### What to do
Copy every record exactly, and keep the pictures out.
··· Data listing
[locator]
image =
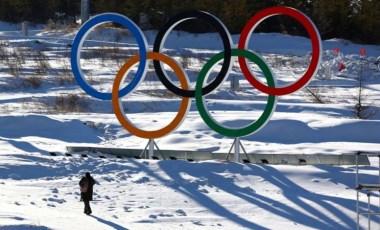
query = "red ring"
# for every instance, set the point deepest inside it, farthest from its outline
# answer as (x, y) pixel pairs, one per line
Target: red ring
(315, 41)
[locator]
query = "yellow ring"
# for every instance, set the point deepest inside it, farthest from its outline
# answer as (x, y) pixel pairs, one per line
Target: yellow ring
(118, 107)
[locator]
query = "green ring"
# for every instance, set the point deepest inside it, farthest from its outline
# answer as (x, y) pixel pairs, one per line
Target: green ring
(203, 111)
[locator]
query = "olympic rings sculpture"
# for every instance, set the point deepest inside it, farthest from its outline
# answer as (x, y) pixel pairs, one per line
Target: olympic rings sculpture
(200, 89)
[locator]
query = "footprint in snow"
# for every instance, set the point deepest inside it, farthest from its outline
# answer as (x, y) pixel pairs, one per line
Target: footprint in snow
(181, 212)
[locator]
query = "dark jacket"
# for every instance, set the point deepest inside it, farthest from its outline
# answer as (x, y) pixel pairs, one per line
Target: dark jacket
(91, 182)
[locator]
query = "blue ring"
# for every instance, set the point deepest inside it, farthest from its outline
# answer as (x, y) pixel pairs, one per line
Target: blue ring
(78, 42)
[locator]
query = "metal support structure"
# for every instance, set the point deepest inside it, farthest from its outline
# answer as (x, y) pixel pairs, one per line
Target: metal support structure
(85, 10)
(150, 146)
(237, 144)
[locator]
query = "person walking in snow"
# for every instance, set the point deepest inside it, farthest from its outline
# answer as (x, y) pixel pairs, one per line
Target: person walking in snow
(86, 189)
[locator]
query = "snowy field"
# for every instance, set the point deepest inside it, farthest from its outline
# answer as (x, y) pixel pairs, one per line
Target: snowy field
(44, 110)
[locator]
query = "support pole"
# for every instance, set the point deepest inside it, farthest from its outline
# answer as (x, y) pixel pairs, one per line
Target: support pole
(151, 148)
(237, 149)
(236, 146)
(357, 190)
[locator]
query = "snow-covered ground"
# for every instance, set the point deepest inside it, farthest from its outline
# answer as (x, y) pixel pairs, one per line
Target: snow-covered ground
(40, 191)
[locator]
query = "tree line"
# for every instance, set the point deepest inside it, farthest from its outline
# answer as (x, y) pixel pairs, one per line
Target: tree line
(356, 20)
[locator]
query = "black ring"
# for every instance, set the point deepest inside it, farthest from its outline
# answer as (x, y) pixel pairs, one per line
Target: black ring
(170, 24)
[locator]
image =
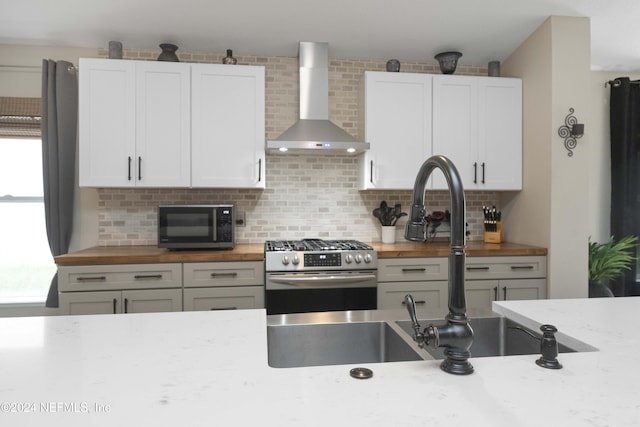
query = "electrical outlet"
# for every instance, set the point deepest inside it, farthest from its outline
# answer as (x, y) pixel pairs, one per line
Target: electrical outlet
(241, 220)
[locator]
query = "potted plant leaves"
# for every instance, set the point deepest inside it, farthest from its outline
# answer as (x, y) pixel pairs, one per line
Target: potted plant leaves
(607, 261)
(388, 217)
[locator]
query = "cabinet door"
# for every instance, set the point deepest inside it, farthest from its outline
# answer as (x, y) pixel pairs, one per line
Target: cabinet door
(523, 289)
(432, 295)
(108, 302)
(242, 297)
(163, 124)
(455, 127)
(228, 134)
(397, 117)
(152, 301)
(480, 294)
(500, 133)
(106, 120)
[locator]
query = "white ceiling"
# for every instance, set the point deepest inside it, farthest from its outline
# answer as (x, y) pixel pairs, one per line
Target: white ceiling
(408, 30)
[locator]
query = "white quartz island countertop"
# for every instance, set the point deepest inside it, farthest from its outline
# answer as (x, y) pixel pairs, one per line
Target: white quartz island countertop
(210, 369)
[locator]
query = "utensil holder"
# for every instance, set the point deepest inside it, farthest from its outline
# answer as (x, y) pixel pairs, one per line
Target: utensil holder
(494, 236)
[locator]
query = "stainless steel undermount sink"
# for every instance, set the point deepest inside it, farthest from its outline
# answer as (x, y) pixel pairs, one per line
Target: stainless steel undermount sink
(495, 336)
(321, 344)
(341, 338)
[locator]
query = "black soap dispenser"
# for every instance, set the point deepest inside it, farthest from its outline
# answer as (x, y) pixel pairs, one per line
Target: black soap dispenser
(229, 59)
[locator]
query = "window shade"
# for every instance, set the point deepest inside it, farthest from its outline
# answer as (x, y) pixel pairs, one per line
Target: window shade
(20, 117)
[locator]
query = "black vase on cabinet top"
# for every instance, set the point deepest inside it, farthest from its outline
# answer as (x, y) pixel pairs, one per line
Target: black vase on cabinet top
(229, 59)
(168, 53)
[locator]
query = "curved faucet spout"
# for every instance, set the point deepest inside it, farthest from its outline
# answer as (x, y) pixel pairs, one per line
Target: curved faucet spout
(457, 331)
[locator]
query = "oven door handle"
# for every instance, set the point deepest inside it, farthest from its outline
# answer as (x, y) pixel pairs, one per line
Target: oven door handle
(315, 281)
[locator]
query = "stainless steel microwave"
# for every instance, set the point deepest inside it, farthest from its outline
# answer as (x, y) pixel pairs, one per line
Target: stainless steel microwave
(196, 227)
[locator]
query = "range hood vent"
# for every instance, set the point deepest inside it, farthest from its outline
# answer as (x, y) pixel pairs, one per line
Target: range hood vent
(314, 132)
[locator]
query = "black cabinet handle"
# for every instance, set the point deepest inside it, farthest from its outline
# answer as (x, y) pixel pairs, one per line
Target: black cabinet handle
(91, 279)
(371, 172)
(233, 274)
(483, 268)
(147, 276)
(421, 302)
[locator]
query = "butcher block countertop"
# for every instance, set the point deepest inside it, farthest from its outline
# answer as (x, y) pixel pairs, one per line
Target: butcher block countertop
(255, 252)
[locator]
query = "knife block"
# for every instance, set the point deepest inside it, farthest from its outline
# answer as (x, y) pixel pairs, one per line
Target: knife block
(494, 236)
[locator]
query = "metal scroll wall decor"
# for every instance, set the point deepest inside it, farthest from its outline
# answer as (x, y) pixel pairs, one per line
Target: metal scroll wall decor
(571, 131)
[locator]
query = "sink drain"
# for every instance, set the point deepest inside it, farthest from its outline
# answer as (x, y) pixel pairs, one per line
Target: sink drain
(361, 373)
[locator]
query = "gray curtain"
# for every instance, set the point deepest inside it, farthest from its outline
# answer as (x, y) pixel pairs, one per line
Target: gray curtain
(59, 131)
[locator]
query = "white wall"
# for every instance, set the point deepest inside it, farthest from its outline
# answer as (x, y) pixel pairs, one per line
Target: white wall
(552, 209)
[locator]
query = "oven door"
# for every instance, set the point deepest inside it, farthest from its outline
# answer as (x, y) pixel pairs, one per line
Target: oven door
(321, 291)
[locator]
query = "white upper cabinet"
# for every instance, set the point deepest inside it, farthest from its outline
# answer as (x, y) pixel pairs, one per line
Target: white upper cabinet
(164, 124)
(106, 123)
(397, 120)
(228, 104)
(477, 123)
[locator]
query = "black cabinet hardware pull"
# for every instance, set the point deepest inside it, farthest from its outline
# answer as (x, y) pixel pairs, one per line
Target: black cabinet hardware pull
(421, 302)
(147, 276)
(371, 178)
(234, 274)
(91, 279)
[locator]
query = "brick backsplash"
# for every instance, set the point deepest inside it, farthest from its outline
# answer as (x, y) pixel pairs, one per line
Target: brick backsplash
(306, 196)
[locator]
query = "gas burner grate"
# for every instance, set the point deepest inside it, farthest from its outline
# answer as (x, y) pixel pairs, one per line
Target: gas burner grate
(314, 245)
······
### Result of the task
[locator]
image =
query = "red ring"
# for every instance, set the point deepest inside it, farthest from its outline
# answer as (x, y) pixel pairs, one per line
Target: red ring
(315, 41)
[locator]
query = "yellow ring"
# for every instance, set the point deepest inside it, farthest from its outline
# answer as (x, y) pixel pairs, one per line
Target: yellow ring
(118, 107)
[locator]
query = "green ring"
# for every instance, set the point deepest inside it, farthest from its outline
# answer as (x, y) pixel pairs, one per line
Target: green ring
(203, 111)
[locator]
query = "olympic rings sculpture"
# for every instance, set the point deepest inside it, farthest from its outline
# answer as (x, y) pixel pairs, one per line
Target: olympic rings sculpture
(200, 89)
[locator]
query = "footprint in snow"
# for every instance, set the point deepest inside it, farthest from its outline
# answer as (x, y) pixel pairs, one per line
Target: footprint in snow
(181, 212)
[locator]
query = "dark jacket"
# for every instance, set the point deepest inside it, farthest from its outline
# answer as (x, y) pixel pairs, one per line
Target: dark jacket
(91, 182)
[locator]
query = "blue ring"
# for every instance, set the point deepest inside it, farthest from its outline
# answer as (x, y) pixel pairs, one per line
Target: blue ring
(78, 42)
[locator]
query = "metal support structure"
# for every instance, set the point deepest inside it, farthest from its outline
# answer as (x, y) pixel pairs, one per line
Target: metal support structure
(85, 10)
(150, 146)
(237, 144)
[locator]
query = "person walking in snow"
# for every instance, set the point deepest inside it, farthest from its outline
# answer as (x, y) pixel pairs, one per line
Target: person walking in snow
(86, 189)
[locator]
query = "snowy field"
# for every instance, set the point deepest inside it, farthest from its outline
# answer as (x, y) pixel pairs, one per line
Target: snowy field
(44, 110)
[locator]
query = "support pole"
# for every instance, set the point deepest inside it, farthest from its outline
# answer as (x, y) pixel pairs, one per line
Target: support pole
(151, 148)
(237, 149)
(236, 146)
(357, 190)
[locator]
query = "snow-covered ground"
# for every instance, set the point deepest inside it, farthest from its outline
# answer as (x, y) pixel pairs, one per line
Target: snow-covered ground
(40, 191)
[locator]
query = "tree line"
# for every instance, set the point deepest inside it, farthest from its outline
# answer as (x, y) pixel pairs, one per line
Target: tree line
(356, 20)
[locator]
query = "black ring"
# for every instance, set the point deepest inside it, farthest from its outline
# answer as (x, y) pixel pairs, one per line
Target: black ring
(170, 24)
[locator]
image =
query = "electrical outlet"
# for every instance, set the point deepest inside it, farthest from its outline
# answer as (x, y) pixel pairs, one per line
Target: electrical outlet
(241, 220)
[locator]
query = "potted plant leaves"
# for every instance, set the point deepest inside it, farthest from its outline
# answer as (x, y) pixel pairs, one per line
Target: potted plant leaves
(607, 261)
(388, 217)
[locator]
query = "cabinet door"
# for every instance, set the point deepest inside it, farthest from its outline
# answer as (x, y) pixel pairs, one per line
Target: cabinet door
(523, 289)
(432, 295)
(108, 302)
(242, 297)
(163, 124)
(455, 127)
(228, 134)
(397, 117)
(152, 301)
(480, 294)
(500, 133)
(106, 120)
[locator]
query = "white ceiling"
# for every instance, set the point deepest inside it, farthest from its outline
# answer as (x, y) pixel pairs, one per line
Target: white ceiling
(408, 30)
[locator]
query = "white quartz island countertop"
# for every instance, set the point deepest inside it, farthest from its outline
# answer as (x, y) pixel pairs, one per line
Target: white quartz island countertop
(210, 369)
[locator]
query = "utensil holder"
# for every instance, set the point deepest inside it, farthest from its outline
# answer as (x, y) pixel pairs, one per line
Target: utensil holder
(494, 236)
[locator]
query = "stainless steel undermount sink"
# for every instance, set the point deepest inside it, farthest from its outline
# answer as (x, y) pixel pairs, one per line
Target: stainless steel undermount sink
(495, 336)
(321, 344)
(341, 338)
[locator]
query = "black soap dispenser"
# for every instance, set the point deepest inside it, farthest from its outline
# answer as (x, y) pixel pairs, one per line
Target: black soap dispenser
(229, 59)
[locator]
query = "window shade"
# for every instance, set the point deepest inside it, farthest from its outline
# answer as (x, y) pixel pairs, one per line
Target: window shade
(20, 117)
[locator]
query = "black vase on cabinet top"
# for every instance, set the point deepest inside it, farthest from its outline
# answer as (x, y) pixel pairs, one per line
Target: black vase on cabinet top
(229, 59)
(168, 53)
[locator]
query = "curved faucet spout"
# for every instance, set the point deepest inside it, farthest from its outline
# answer as (x, y) pixel pairs, one per line
Target: curved faucet spout
(457, 331)
[locator]
query = "oven door handle"
# for every instance, set the point deepest inside it, farthest from its outline
# answer as (x, y) pixel pairs, one per line
Target: oven door handle
(315, 281)
[locator]
query = "stainless steel microwave"
# for every instance, set the point deepest inside it, farthest from its outline
# answer as (x, y) pixel pairs, one per line
Target: stainless steel microwave
(196, 227)
[locator]
query = "range hood vent"
# for every instance, set the point deepest inside it, farthest from its outline
# answer as (x, y) pixel pairs, one per line
Target: range hood vent
(314, 132)
[locator]
query = "black cabinet handle"
# for every instance, set the point deepest inside it, farthest from its outline
# answer as (x, y) pixel pairs, one per line
Target: black cabinet handle
(91, 279)
(371, 172)
(233, 274)
(483, 268)
(147, 276)
(421, 302)
[locator]
query = "butcher block countertop"
# for every instance, set the point deepest inside it, farthest from its outline
# answer as (x, y) pixel pairs, one per line
Target: butcher block countertop
(255, 252)
[locator]
query = "knife block"
# for every instance, set the point deepest inside it, farthest from its outline
# answer as (x, y) pixel pairs, one per line
Target: knife block
(494, 236)
[locator]
query = "metal scroll wall decor"
# for every instance, set the point deepest inside it, farthest from its outline
# answer as (x, y) pixel pairs, one per line
Target: metal scroll wall decor
(571, 131)
[locator]
query = "sink drain"
# for every instance, set the point deepest inside it, farthest from its outline
# answer as (x, y) pixel pairs, one per line
Target: sink drain
(361, 373)
[locator]
query = "gray curtain"
# for every instance, set the point deepest inside it, farthest from its outline
# answer as (x, y) pixel pairs, one per line
Target: gray curtain
(59, 131)
[locator]
query = "white wall"
# for every instance, set the point deepest inside it, farthest from its outline
# answer as (x, y) pixel pairs, one per line
Target: white wall
(552, 209)
[locator]
query = "oven door"
# for every instance, set the point deepest inside it, farthest from its outline
# answer as (x, y) pixel pairs, one per line
Target: oven door
(321, 291)
[locator]
query = "white upper cabinet"
# for every instance, set the point deepest inside it, farthest from its outline
# answer as (x, y) pixel pairs, one per line
Target: white upper cabinet
(164, 124)
(106, 123)
(397, 120)
(228, 104)
(477, 123)
[locator]
query = "black cabinet hardware pull"
# for every instance, set the point deepest inside it, farthest from its outline
# answer as (x, y) pixel pairs, one per line
Target: black cabinet hardware pull
(421, 302)
(147, 276)
(371, 178)
(234, 274)
(91, 279)
[locator]
query = "brick backsplash"
# for every instance, set the point deepest inside it, farthest from its outline
# answer as (x, y) pixel pairs, one per line
Target: brick backsplash
(306, 196)
[locator]
query = "gas burner grate"
# for every instance, set the point deepest inside it, farthest from its outline
# answer as (x, y) pixel pairs, one per line
Target: gas burner grate
(314, 245)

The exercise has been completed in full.